> SHORT EXERCISE 1
According to the newsletter article on play, why does a parent's focused, undivided playtime matter to a child? Answer in one to three sentences.
> SHORT EXERCISE 2
Repeat the passage of the newsletter article on play word for word, starting with "Kids and play." and going on through "process of growing.".
> SHORT EXERCISE 3
In the newsletter article on play, what is the title of Dorothy Corkille Briggs's book?

*** EXCERPT PROVIDED

|News & Views
from The Parenting Center at Abington
|.|| Will You Play With Me?
"Mommy, you promised we could play Candy Land today." "Dad, can we shoot some hoops later on?" "Hey Mom, I just got a great idea for somethin' we can make!" "C'mon Pop, let's have some fun; show me your stuff."
Kids and play.
They go together like peanut butter and jelly. Fish and water. Sun and shine. But kids, play AND parents?
Play is "Work" for Kids
Play is one of the key ways kids learn - about themselves and their world. Through a wide variety of play experiences, they learn important information about their bodies and how they function. They use their five senses to discover new textures and tastes, scents and sounds, faces and places. School age children gain valuable practice in sharing, compromise and cooperation through interactive play. Just as parents have a "job," or work they must do, play is the "work" of childhood. It is part of the developmental process of growing.
Parents "play" a valuable role in this "work." Putting aside our own priorities and focusing solely on playing with our child(ren) sends them vital life messages. To a child, time with you equals love. Focused attention, direct involvement in an activity they can do, or "all-hereness" as Dorothy Corkille Briggs states, "is a quality that gets love across." Without words, it says, "I care." "You are special." "I value you." "You are worth my time and attention." These messages form the core of a child's sense of worth.
Briggs entitles this focused attention on a child "genuine encounter." In her book, Your Child's Self-Esteem, she writes that "every child needs periodic genuine encounters with his parents." How often do we get so "caught up" in our tasks as parents that we only give "partial" encounter, if any at all? Not only does "genuine encounter" directly impact the way a child sees himself, but it serves to build up and strengthen the parent-child relationship most of us hope will last a lifetime. Dad and Josh learn about each other and themselves as they play catch, wrestle on the floor, or read a story together. Regular play times can unite us, free us from stress, and enable us to truly love and appreciate each other.

******
*** DATA SUPPLIED

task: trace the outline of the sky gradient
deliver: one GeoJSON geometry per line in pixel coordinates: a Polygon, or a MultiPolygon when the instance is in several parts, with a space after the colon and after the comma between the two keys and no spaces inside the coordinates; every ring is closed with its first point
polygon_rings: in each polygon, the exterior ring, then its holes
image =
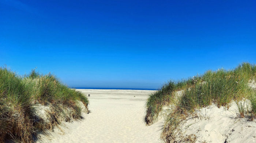
{"type": "Polygon", "coordinates": [[[70,87],[156,89],[256,63],[255,0],[46,1],[0,1],[0,66],[70,87]]]}

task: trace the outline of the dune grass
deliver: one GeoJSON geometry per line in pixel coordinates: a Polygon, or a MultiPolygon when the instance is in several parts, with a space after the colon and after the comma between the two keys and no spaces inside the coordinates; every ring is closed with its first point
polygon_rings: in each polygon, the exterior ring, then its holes
{"type": "Polygon", "coordinates": [[[81,118],[78,101],[86,108],[89,104],[82,93],[68,88],[52,74],[40,75],[33,70],[22,76],[6,68],[0,68],[0,98],[1,142],[6,139],[33,142],[33,136],[38,132],[52,128],[62,120],[81,118]],[[50,107],[48,122],[35,113],[36,103],[50,107]]]}
{"type": "MultiPolygon", "coordinates": [[[[197,76],[196,78],[198,79],[192,80],[194,82],[189,82],[190,79],[184,82],[189,84],[181,84],[185,86],[178,89],[184,90],[184,92],[182,95],[175,102],[170,102],[169,100],[167,100],[164,101],[163,102],[165,103],[163,104],[159,103],[161,100],[156,103],[155,102],[148,100],[147,112],[148,108],[150,109],[152,106],[162,108],[163,106],[166,104],[166,102],[174,106],[173,109],[170,110],[166,118],[162,132],[162,138],[166,143],[176,141],[178,127],[181,122],[189,116],[193,115],[197,109],[206,107],[212,103],[216,104],[219,108],[223,106],[228,109],[232,101],[238,102],[243,99],[248,99],[250,101],[250,106],[252,107],[249,112],[252,118],[255,117],[255,92],[248,86],[249,83],[256,79],[255,65],[244,63],[232,70],[222,69],[215,71],[208,71],[202,75],[197,76]]],[[[175,86],[174,86],[175,87],[175,86]]],[[[173,91],[177,90],[175,87],[170,89],[171,90],[169,92],[166,91],[166,93],[172,93],[168,95],[163,94],[158,95],[162,93],[160,92],[151,95],[149,99],[161,99],[164,100],[164,99],[162,97],[166,96],[170,96],[172,99],[174,99],[173,91]]],[[[242,106],[240,112],[243,114],[244,112],[242,108],[243,105],[241,105],[242,106]]],[[[156,118],[159,111],[161,110],[155,110],[155,112],[151,115],[155,116],[154,118],[156,118]]],[[[242,114],[241,115],[243,117],[244,115],[242,114]]],[[[146,117],[147,116],[148,116],[147,114],[146,117]]],[[[146,123],[148,124],[147,122],[146,123]]]]}
{"type": "Polygon", "coordinates": [[[200,77],[196,76],[177,82],[170,81],[163,85],[157,92],[150,95],[146,104],[147,111],[144,120],[146,124],[150,125],[157,120],[163,107],[171,104],[173,101],[176,91],[184,90],[187,87],[192,87],[201,80],[200,77]]]}

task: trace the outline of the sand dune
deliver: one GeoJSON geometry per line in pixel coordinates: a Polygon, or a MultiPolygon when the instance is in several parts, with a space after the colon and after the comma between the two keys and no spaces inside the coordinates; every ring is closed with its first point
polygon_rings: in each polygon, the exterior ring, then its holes
{"type": "Polygon", "coordinates": [[[148,95],[154,91],[78,90],[90,94],[89,109],[84,119],[66,123],[42,135],[42,143],[159,143],[163,120],[150,126],[144,122],[148,95]],[[135,97],[134,97],[135,96],[135,97]]]}

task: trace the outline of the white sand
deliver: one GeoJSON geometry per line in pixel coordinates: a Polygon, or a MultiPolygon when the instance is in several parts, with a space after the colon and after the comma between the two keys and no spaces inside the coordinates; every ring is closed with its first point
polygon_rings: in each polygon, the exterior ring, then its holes
{"type": "Polygon", "coordinates": [[[184,136],[196,135],[196,143],[256,142],[256,123],[238,118],[234,102],[228,110],[213,104],[196,112],[198,118],[188,118],[180,125],[184,136]]]}
{"type": "Polygon", "coordinates": [[[78,90],[88,96],[91,112],[84,118],[55,128],[42,143],[159,143],[163,120],[150,126],[144,122],[145,104],[154,91],[78,90]],[[134,96],[135,96],[135,97],[134,96]],[[64,132],[61,134],[62,132],[64,132]]]}
{"type": "MultiPolygon", "coordinates": [[[[90,94],[91,112],[83,114],[83,119],[65,123],[63,132],[55,128],[54,132],[49,132],[51,135],[42,135],[38,142],[163,142],[160,135],[163,120],[150,126],[143,120],[147,99],[154,91],[78,90],[90,94]]],[[[178,92],[176,95],[181,93],[178,92]]],[[[234,103],[228,110],[214,104],[203,108],[196,112],[197,117],[188,118],[181,123],[181,134],[177,137],[194,134],[196,143],[256,143],[255,120],[238,118],[237,112],[234,103]]]]}

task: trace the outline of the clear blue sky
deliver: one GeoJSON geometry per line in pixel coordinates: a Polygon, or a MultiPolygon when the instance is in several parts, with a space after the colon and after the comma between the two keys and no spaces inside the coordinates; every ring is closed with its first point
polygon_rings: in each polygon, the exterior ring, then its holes
{"type": "Polygon", "coordinates": [[[71,87],[155,89],[256,63],[255,0],[46,1],[0,1],[0,65],[71,87]]]}

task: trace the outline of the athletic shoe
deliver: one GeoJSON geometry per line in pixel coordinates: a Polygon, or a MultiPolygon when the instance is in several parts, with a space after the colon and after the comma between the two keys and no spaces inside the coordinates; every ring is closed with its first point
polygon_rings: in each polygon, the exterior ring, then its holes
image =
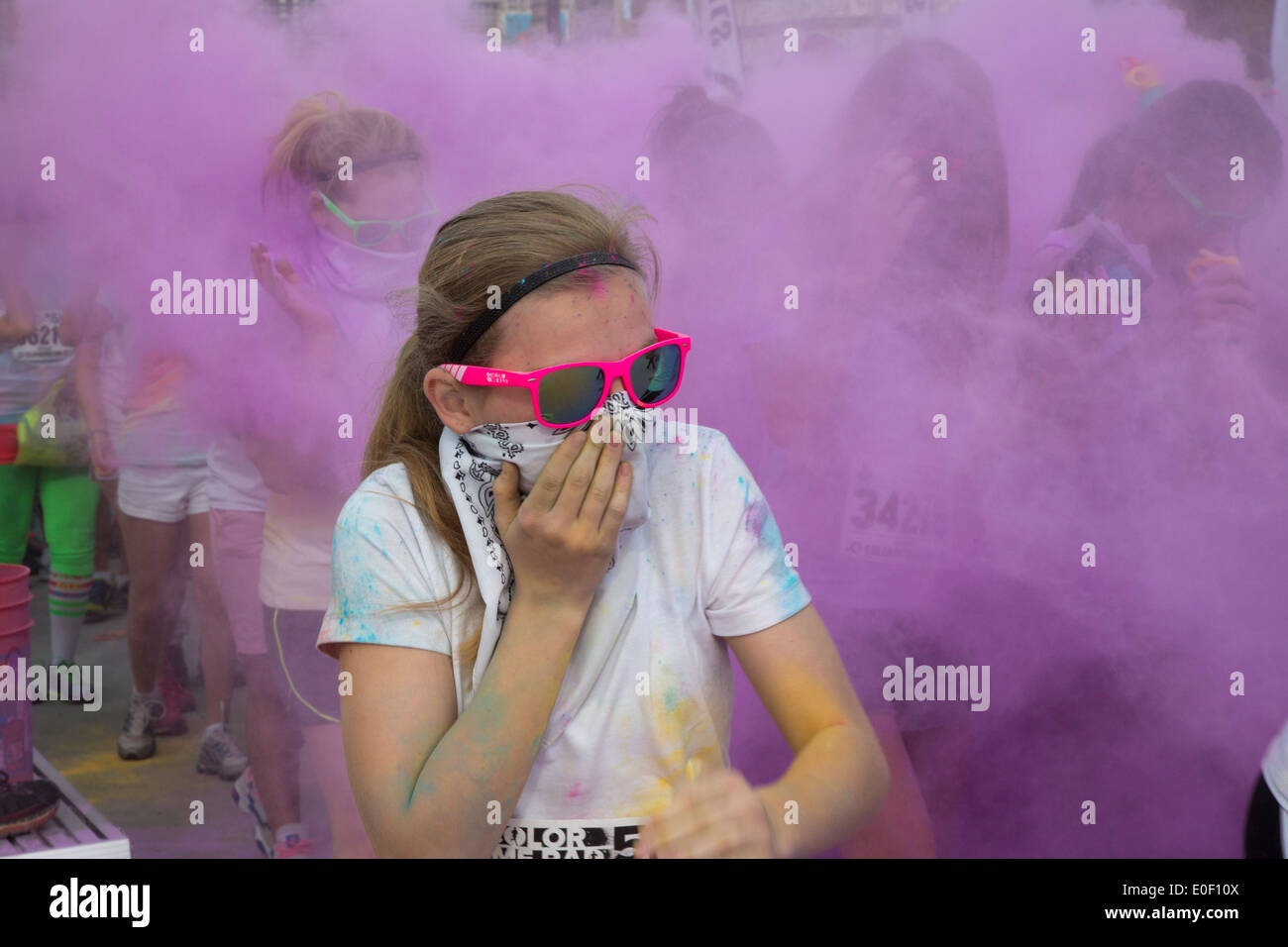
{"type": "MultiPolygon", "coordinates": [[[[156,722],[165,714],[165,703],[131,694],[125,711],[125,724],[116,734],[116,752],[122,760],[146,760],[157,751],[156,722]]],[[[182,719],[182,718],[180,718],[182,719]]]]}
{"type": "Polygon", "coordinates": [[[112,598],[112,584],[95,579],[89,586],[89,604],[85,606],[85,624],[93,625],[108,617],[107,606],[112,598]]]}
{"type": "Polygon", "coordinates": [[[276,845],[274,858],[312,858],[313,839],[301,839],[299,835],[287,835],[286,841],[276,845]]]}
{"type": "Polygon", "coordinates": [[[218,773],[220,780],[236,780],[250,765],[250,759],[233,742],[233,732],[228,724],[218,729],[206,729],[197,750],[197,772],[218,773]]]}
{"type": "Polygon", "coordinates": [[[268,810],[264,809],[264,804],[260,801],[259,790],[255,789],[255,777],[251,774],[250,767],[246,767],[242,774],[233,782],[233,803],[251,817],[254,825],[252,836],[259,853],[265,858],[276,858],[277,847],[273,843],[273,830],[268,825],[268,810]]]}
{"type": "Polygon", "coordinates": [[[0,839],[40,828],[58,812],[61,798],[49,780],[9,782],[0,769],[0,839]]]}
{"type": "Polygon", "coordinates": [[[197,698],[185,691],[175,678],[169,661],[161,665],[161,694],[165,697],[166,707],[175,710],[175,713],[191,714],[197,709],[197,698]]]}

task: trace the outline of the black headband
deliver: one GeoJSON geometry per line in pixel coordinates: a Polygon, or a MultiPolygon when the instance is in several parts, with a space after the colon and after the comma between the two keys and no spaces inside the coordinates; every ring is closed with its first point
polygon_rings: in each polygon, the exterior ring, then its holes
{"type": "Polygon", "coordinates": [[[526,277],[519,280],[514,286],[511,286],[505,295],[501,296],[500,309],[488,309],[482,316],[475,318],[469,326],[465,327],[465,332],[457,339],[456,345],[452,347],[452,352],[448,356],[450,362],[460,362],[465,358],[465,353],[473,348],[474,343],[479,340],[492,325],[505,314],[505,311],[511,305],[518,303],[526,295],[532,292],[545,282],[550,282],[556,276],[563,276],[564,273],[571,273],[574,269],[585,269],[586,267],[630,267],[636,273],[639,267],[631,263],[625,256],[618,256],[617,254],[608,253],[590,253],[578,254],[577,256],[569,256],[564,260],[555,260],[554,263],[547,263],[541,269],[535,273],[528,273],[526,277]]]}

******

> CORRECT RESULT 1
To a child, time with a parent equals love, so focused attention during play tells the child without words that they are cared for, special, valued and worth the parent's time. These messages form the core of a child's sense of worth. This "genuine encounter" also builds up and strengthens the parent-child relationship.

> CORRECT RESULT 2
Kids and play.
They go together like peanut butter and jelly. Fish and water. Sun and shine. But kids, play AND parents?
Play is "Work" for Kids
Play is one of the key ways kids learn - about themselves and their world. Through a wide variety of play experiences, they learn important information about their bodies and how they function. They use their five senses to discover new textures and tastes, scents and sounds, faces and places. School age children gain valuable practice in sharing, compromise and cooperation through interactive play. Just as parents have a "job," or work they must do, play is the "work" of childhood. It is part of the developmental process of growing.

> CORRECT RESULT 3
Your Child's Self-Esteem